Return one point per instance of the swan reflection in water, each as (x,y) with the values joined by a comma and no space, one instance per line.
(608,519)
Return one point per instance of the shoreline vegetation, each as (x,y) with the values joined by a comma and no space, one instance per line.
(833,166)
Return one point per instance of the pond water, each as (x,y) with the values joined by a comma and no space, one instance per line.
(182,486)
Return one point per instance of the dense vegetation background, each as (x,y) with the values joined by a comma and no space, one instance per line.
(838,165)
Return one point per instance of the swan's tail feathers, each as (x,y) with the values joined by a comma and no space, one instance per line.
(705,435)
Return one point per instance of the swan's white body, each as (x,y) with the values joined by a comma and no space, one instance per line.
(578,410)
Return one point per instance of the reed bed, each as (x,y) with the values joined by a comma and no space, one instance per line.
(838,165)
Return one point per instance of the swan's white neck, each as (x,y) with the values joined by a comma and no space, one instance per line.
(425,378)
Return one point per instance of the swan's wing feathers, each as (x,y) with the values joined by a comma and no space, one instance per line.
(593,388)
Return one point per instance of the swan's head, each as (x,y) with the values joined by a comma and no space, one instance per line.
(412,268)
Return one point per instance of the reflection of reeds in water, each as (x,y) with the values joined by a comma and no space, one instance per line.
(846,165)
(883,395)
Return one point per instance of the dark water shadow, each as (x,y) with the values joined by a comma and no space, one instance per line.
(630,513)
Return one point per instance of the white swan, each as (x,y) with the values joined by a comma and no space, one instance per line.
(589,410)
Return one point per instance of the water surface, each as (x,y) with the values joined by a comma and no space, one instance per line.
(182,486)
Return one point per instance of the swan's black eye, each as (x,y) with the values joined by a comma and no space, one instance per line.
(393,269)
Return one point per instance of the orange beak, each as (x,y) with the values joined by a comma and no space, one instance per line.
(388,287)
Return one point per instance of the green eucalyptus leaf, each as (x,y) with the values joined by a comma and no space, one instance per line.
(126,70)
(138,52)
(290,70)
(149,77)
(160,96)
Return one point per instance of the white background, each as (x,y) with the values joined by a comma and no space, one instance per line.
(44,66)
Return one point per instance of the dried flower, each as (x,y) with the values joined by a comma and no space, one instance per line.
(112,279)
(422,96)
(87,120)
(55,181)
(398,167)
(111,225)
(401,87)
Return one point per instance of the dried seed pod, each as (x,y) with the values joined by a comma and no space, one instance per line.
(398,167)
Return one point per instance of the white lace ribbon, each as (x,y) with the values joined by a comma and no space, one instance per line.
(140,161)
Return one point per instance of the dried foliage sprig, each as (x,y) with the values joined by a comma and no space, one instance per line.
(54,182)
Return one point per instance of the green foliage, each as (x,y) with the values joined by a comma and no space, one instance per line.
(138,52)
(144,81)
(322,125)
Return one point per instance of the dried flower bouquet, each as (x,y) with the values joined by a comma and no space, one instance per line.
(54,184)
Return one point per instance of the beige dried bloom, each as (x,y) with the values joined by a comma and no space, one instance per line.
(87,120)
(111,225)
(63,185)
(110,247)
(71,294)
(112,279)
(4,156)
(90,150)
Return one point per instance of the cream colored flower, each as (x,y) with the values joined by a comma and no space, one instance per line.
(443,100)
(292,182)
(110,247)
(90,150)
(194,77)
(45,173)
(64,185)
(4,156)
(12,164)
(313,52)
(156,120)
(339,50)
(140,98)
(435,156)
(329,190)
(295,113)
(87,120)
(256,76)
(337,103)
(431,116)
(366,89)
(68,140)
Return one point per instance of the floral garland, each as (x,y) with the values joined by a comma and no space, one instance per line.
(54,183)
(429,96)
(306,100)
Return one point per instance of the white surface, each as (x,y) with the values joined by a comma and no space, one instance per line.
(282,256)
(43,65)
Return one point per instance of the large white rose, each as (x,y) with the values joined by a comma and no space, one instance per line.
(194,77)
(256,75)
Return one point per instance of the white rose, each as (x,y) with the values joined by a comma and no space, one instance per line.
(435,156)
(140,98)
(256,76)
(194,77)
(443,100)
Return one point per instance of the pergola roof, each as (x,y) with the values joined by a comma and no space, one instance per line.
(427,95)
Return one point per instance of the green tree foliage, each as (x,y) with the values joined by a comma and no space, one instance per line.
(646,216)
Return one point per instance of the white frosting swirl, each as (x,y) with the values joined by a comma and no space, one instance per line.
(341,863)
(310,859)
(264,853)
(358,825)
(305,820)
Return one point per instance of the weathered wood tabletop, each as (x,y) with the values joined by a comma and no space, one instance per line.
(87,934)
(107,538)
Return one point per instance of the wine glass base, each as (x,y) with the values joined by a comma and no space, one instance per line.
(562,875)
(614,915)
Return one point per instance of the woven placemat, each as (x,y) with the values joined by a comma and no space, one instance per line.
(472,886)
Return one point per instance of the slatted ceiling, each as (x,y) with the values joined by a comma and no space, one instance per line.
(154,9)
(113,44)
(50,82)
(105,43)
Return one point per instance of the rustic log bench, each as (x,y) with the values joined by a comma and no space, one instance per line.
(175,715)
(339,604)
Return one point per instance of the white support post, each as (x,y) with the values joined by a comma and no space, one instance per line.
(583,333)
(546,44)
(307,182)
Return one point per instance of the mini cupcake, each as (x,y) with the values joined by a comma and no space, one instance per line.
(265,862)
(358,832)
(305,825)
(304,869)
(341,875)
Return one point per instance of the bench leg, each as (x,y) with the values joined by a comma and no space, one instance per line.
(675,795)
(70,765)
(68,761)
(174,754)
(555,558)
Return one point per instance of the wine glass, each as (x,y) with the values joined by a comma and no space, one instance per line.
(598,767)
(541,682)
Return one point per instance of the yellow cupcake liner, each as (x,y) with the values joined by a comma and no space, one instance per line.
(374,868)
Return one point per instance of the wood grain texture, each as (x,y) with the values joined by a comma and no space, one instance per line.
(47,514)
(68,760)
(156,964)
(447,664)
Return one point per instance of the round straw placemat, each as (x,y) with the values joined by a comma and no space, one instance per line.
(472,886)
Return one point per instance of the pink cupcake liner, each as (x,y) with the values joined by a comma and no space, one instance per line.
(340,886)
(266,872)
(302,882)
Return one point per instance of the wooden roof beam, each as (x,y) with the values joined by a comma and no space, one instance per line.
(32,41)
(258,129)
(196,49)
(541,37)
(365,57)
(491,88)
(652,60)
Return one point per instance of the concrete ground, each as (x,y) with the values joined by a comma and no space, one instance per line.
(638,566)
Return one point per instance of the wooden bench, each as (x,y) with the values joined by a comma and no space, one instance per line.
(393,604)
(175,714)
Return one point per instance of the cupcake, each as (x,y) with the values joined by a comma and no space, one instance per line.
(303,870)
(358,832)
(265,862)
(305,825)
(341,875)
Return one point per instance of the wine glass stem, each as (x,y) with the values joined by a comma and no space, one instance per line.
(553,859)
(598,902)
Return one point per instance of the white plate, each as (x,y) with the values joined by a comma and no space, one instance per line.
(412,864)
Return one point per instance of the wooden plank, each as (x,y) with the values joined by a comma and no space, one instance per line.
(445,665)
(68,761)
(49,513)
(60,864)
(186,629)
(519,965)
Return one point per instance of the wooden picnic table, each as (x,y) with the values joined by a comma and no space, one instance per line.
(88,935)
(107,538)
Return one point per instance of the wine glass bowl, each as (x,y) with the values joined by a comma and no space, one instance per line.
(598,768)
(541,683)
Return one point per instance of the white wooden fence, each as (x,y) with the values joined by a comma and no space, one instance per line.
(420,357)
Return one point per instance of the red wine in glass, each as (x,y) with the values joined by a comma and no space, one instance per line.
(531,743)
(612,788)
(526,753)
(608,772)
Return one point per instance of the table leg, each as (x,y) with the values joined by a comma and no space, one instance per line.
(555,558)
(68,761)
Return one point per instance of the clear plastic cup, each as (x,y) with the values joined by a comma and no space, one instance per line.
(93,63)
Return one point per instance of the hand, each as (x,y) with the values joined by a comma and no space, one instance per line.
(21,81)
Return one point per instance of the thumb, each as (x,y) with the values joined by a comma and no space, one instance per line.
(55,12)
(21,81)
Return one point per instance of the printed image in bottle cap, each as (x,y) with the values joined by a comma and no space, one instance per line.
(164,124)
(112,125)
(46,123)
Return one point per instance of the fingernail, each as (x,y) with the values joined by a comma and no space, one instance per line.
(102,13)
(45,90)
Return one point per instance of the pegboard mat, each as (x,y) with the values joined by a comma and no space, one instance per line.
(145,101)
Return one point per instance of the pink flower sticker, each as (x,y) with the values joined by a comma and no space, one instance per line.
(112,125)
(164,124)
::::
Repeat the lines from the one containing "Return one point per instance of the thumb, each" through the end of the listing, exactly and without any other lines; both ends are included.

### Problem solution
Return one point per instance of the thumb, each as (x,y) with the values joined by a comma and no space, one instance per line.
(55,12)
(21,81)
Return one point per instance of the printed image in bottle cap, each as (x,y) with the values joined by a comma and no space, one instance per line.
(164,124)
(112,125)
(46,123)
Return one point per instance of the fingernail, each as (x,y) with the values joined by a comma and no space, one instance per line.
(102,13)
(45,90)
Return one point per instance of the pegboard mat, each as (x,y) with the values joined by a comma and no space, one instance per line.
(145,101)
Return one point per instance of the pink flower sticker, each as (x,y) with the values joined by a comma and no space, one instance per line.
(112,125)
(164,124)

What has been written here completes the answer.